= Input data =
──────────────────────────────

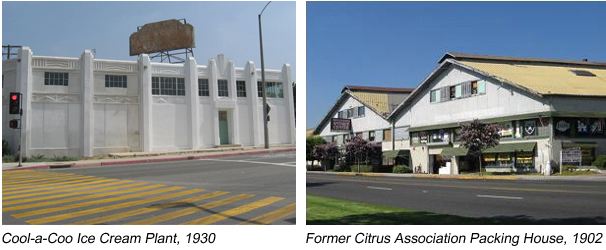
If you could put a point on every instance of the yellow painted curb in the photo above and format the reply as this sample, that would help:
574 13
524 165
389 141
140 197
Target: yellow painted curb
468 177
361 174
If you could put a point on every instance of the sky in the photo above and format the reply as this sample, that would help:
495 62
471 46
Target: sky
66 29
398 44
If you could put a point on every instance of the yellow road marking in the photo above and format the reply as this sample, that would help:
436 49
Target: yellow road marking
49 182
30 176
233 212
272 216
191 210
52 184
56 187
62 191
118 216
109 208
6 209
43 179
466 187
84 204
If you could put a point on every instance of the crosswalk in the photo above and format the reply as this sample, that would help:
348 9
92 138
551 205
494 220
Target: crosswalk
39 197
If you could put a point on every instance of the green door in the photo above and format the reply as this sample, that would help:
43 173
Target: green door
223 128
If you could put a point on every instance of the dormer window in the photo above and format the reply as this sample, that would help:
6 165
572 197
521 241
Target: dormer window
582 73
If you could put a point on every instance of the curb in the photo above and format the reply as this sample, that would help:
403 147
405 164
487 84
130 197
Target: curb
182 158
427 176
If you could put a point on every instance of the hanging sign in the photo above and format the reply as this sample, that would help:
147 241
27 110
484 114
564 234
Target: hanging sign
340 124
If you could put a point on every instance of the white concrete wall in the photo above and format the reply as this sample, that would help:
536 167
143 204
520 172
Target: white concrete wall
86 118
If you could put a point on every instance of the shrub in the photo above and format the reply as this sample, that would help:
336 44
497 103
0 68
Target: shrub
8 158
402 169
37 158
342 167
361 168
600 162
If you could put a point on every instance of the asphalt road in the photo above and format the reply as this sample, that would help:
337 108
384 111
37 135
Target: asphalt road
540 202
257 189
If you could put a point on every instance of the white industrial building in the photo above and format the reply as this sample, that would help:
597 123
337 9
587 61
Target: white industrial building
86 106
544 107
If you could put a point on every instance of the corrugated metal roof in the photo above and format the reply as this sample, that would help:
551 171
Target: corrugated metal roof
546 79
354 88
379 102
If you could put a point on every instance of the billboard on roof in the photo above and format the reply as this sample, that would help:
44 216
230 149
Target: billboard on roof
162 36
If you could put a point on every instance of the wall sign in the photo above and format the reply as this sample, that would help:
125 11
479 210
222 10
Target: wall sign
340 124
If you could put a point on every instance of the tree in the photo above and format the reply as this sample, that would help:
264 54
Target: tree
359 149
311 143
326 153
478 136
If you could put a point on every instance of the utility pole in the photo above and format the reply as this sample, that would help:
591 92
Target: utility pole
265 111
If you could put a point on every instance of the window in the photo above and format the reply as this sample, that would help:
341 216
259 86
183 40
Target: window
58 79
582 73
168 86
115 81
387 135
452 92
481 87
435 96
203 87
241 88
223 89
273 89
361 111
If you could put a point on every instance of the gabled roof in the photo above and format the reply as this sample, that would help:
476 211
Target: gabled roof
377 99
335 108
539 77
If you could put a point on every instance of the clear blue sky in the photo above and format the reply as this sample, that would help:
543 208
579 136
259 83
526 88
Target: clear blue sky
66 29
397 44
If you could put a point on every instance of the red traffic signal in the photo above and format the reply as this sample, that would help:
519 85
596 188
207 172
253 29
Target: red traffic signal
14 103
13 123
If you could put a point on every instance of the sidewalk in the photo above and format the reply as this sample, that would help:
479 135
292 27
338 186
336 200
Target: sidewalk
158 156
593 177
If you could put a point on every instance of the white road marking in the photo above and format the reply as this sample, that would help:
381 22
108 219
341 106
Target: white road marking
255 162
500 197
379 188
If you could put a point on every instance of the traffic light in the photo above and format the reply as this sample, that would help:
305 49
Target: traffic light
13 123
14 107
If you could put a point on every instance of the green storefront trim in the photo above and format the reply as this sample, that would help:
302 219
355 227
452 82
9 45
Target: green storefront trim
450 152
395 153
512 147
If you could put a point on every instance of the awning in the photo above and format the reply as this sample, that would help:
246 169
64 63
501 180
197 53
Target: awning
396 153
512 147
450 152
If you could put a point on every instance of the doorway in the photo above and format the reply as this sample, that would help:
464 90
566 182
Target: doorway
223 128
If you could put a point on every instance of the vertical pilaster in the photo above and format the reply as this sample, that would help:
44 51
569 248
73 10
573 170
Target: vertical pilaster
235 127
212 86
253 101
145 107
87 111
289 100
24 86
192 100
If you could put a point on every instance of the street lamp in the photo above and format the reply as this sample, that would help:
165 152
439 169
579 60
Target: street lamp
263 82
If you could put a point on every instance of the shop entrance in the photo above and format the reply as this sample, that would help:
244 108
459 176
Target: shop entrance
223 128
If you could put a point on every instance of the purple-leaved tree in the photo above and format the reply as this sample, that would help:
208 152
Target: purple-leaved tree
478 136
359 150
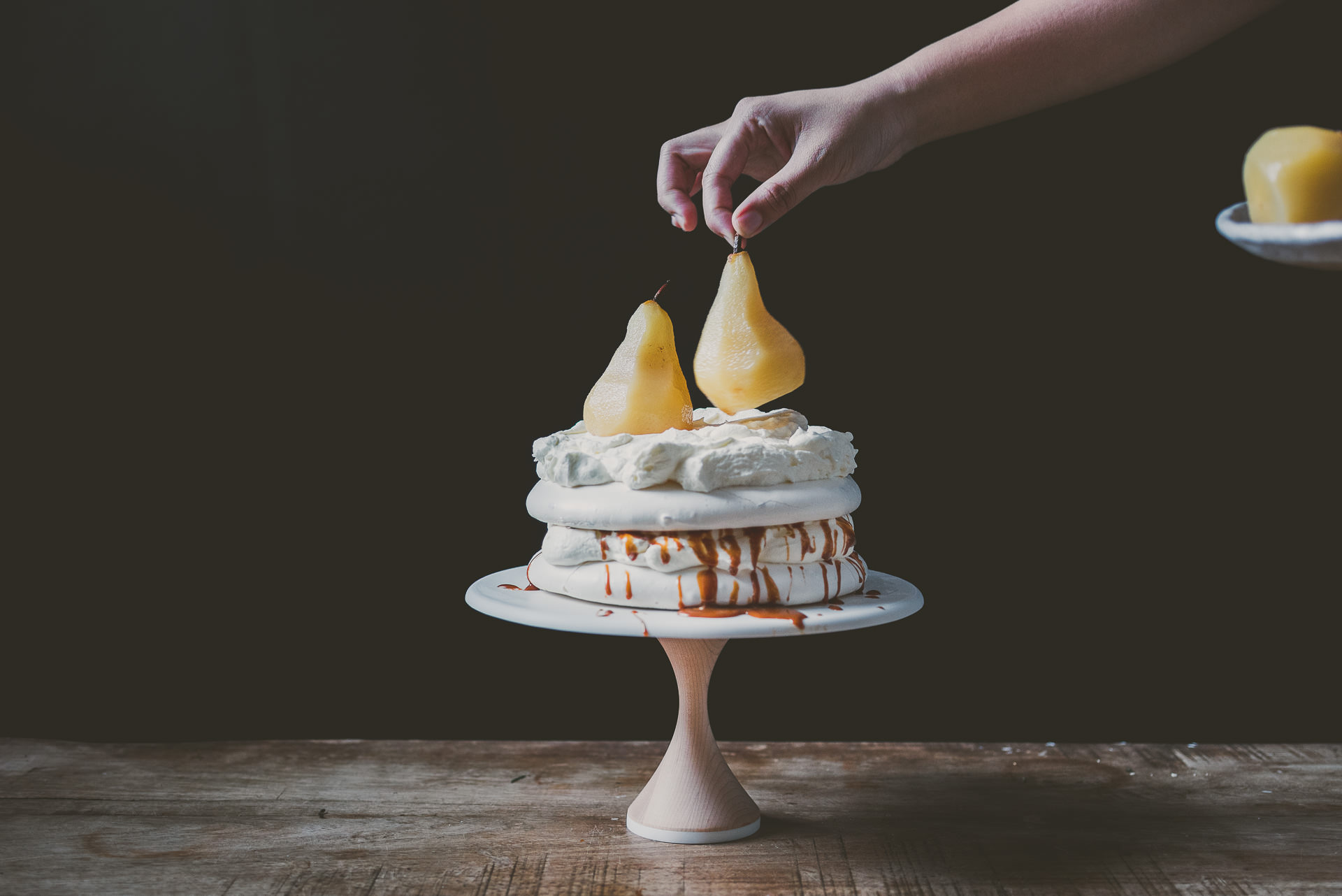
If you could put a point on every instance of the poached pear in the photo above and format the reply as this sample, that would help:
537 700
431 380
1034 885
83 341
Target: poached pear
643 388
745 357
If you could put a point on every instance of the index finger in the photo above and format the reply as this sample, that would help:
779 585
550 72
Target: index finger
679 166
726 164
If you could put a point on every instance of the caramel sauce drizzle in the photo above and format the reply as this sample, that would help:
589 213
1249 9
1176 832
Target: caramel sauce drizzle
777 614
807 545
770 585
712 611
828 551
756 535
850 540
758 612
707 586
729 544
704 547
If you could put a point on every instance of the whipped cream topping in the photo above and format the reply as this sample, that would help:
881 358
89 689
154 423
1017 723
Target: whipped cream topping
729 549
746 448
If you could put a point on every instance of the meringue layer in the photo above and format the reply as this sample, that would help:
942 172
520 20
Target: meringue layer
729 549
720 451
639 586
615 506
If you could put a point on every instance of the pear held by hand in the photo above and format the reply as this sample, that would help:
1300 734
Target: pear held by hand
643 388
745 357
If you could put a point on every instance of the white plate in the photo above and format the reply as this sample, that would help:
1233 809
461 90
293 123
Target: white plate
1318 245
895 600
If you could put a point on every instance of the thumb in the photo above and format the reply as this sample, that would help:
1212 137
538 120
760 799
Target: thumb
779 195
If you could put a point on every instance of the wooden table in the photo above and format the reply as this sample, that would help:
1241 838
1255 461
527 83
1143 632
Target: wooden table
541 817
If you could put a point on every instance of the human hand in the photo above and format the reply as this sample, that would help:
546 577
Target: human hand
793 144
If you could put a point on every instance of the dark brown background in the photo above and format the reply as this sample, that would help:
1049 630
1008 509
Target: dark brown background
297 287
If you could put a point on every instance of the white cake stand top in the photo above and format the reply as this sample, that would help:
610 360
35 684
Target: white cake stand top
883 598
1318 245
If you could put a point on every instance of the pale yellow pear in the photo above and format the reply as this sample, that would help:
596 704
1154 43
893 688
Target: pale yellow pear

──────────────────────────────

= Requirement =
Output each record above exactly; omit the images.

= Task output =
If you could put a point on every instance of the yellow painted curb in the photo above and format the reply as this sample, that would help:
574 13
524 165
389 141
140 197
Target: yellow painted curb
468 177
361 174
If you could put a point on every instance of the sky in the photo above and format the reply as this sample, that would help:
495 62
471 46
Target: sky
66 29
398 44
If you could put a point on every instance of the yellow road marking in the photo above and format the reply as this sample, that would help:
436 49
Target: yellow road marking
49 182
30 176
233 212
272 216
191 210
52 184
56 187
62 191
118 216
109 208
6 209
43 179
466 187
84 204
If you could put a point on every instance of the crosswalk in the photo above and format the reply as this sample, that would help:
348 9
92 138
551 205
494 220
Target: crosswalk
39 197
If you could put a point on every instance of the green door in the photo above and format the reply as this sample, that would help:
43 173
Target: green door
223 128
If you could put a point on every instance of the dormer window in the photo above and format the reply as this sample, that would help:
6 165
572 197
521 241
Target: dormer window
582 73
If you could put a point on every instance of the curb in the photo above and format the reply as this sample, that would help:
403 147
405 164
487 84
130 197
Target: curb
182 158
427 176
If you could put a point on every instance of the hanging sign in the photo above and format the reply as this sample, that would help:
147 241
27 110
484 114
564 234
Target: hanging sign
340 124
If you could put a point on every instance of the white concrete wall in the photo above and format the reply as this sample, that would help:
536 167
143 204
520 172
Target: white concrete wall
86 118
If you could put a point on every instance of the shrub in the photo above and format the reply as this sample, that would help:
336 44
497 103
0 68
Target: shrub
8 158
402 169
37 158
342 167
361 168
600 162
If you could put a point on every instance of the asphalt road in the photo above and format the reply as this sample, that would help:
337 108
384 111
37 135
Target: asphalt road
540 202
257 189
If you could put a point on every instance of the white industrial building in the photo above and format the reply as this sample, that would help:
597 123
337 9
587 61
Target: white industrial building
86 106
544 107
If you could put a point on every instance of the corrugated metal roof in the photo above and format the reply as this sample, that would help:
551 171
Target: corrugated metal roof
546 79
354 88
379 102
If you could put a point on every instance of the billboard on roof in the photo above and format the reply as this sample, that would help:
44 216
230 149
Target: billboard on roof
162 36
If you could put a point on every instance of the wall sign in the photo above and format the reply as this sample, that would help:
125 11
479 210
222 10
Target: wall sign
340 124
If you could put a point on every instance of the tree in the photo above and format the reply as this sample, that would help:
264 54
Target: tree
359 149
311 143
326 153
478 136
If you could put a point on every instance of the utility pole in the photo above and format the reply as this sample, that would help:
591 92
Target: utility pole
265 111
If you could put a point on every instance of the window in the photo above and format the reply as this sample, that would help:
341 216
259 86
183 40
Target: window
58 79
582 73
168 86
115 81
387 135
452 92
481 87
435 96
203 87
241 88
223 89
273 89
361 111
If you could put a point on every instance of the gabled roof in the photo above and format the reply as this sample, that would help:
476 211
Target: gabled roof
377 99
335 108
539 77
If you could put a point on every instance of the clear blue sky in the photo above and format the reply as this sample, that would help:
543 208
579 136
259 83
526 88
Target: clear blue sky
66 29
397 44
If you could put a point on every instance of the red traffic signal in the photo above and format the reply as this sample, that would help:
519 85
596 188
207 172
253 29
Target: red traffic signal
14 103
13 123
If you could put a point on every instance of the sidewalk in the photo above and format the reply as this sample, that would help:
479 135
292 27
338 186
336 200
Target: sidewalk
158 156
593 177
If you could put a point on every instance of the white road marking in the photo above and format the reply as this sample, that would help:
381 22
108 219
341 106
Target: white road marking
255 162
500 197
379 188
If you could put a point on every instance of the traffic light in the photo above and format the reply as this sample, that would help:
305 49
Target: traffic light
13 123
14 107
If you could put a point on every instance of the green storefront trim in the photo above and format the reply as this sample, that would help:
302 219
355 227
452 82
9 45
Target: green storefront trim
450 152
395 153
512 147
If you could put a point on every instance of the awning in the photo above and format the reply as this sample, that would help:
246 169
64 63
501 180
197 53
Target: awning
396 153
512 147
450 152
If you could put a point on every instance of the doorway in the photo above and format the reply as this sample, that would help:
464 90
566 182
Target: doorway
223 128
If you could put a point on every instance of the vertical pilaster in the photo above and format the reply as this sample, that would help:
44 51
569 248
73 10
573 170
Target: vertical pilaster
235 127
212 86
253 101
145 107
87 111
289 100
24 86
192 100
If you could put a point on every instance of the street lamp in the photo above and format the reply as this sample, that would help:
165 152
439 169
579 60
Target: street lamp
263 82
If you could put a point on every instance of the shop entrance in the photo above and format the reply as this sample, that would help:
244 108
459 176
Target: shop entrance
223 128
If you could put a point on every instance of the purple-leaved tree in the photo above and format the reply as this sample, that would help:
208 152
Target: purple-leaved tree
478 136
359 150
If you could put a point on every instance of the poached pear in the photo above and format the reply as this sample, that would help:
537 700
431 380
1034 885
83 341
Target: poached pear
643 388
745 357
If you could put a point on every instance of the index finger in the photo above and format the reply as this sample, that would help:
779 585
550 72
Target: index finger
679 166
726 164
If you could put a point on every instance of the caramel sauce drizzle in the photo above and format the reply as this sample, that would help:
589 213
1249 9
1176 832
Target: caramel sauce drizzle
777 614
807 545
770 585
712 611
828 551
756 535
850 540
758 612
707 586
729 544
704 547
If you could put a point on every instance of the whipped cream topping in the photo above and format the reply as this sample, that would help:
881 358
89 689
154 423
1017 723
Target: whipped cream topping
729 549
746 448
If you could put a point on every instance of the meringue layer in the photo above and format the reply as this sample, that would help:
942 172
520 20
Target: meringue layer
729 549
720 451
639 586
615 506
If you could put a point on every instance of the pear held by hand in the photo above and format the reply as this sample, that would help:
1300 734
Target: pear held by hand
643 388
745 357
If you could put a point on every instance of the white plate in the photo above and format the reply as this sample, that would help:
1233 809
461 90
293 123
Target: white plate
1318 245
895 600
If you could put a point on every instance of the thumb in the photo above and format the reply as this sample, that would help:
1212 137
538 120
760 799
Target: thumb
779 195
If you could put a point on every instance of the wooden table in the photo above and format the reply as this sample, that would help:
1241 838
1255 461
527 83
1143 632
Target: wooden table
541 817
If you could put a point on every instance of the human hand in the photo above and format the reply as this sample, that would help:
546 577
Target: human hand
793 144
If you could put a point on every instance of the dark brown background in the photo above and format the reply as this sample, that would help:
1049 630
1008 509
Target: dark brown background
297 287
If you could put a point on every instance of the white cake stand top in the photo above and format the reply as this sample, that would help:
610 360
35 684
Target: white cake stand top
883 598
1318 245
If you could put a point on every instance of the pale yellow pear in the photo above and format the reply as this sample, that would help:
596 704
1154 43
893 688
Target: pale yellow pear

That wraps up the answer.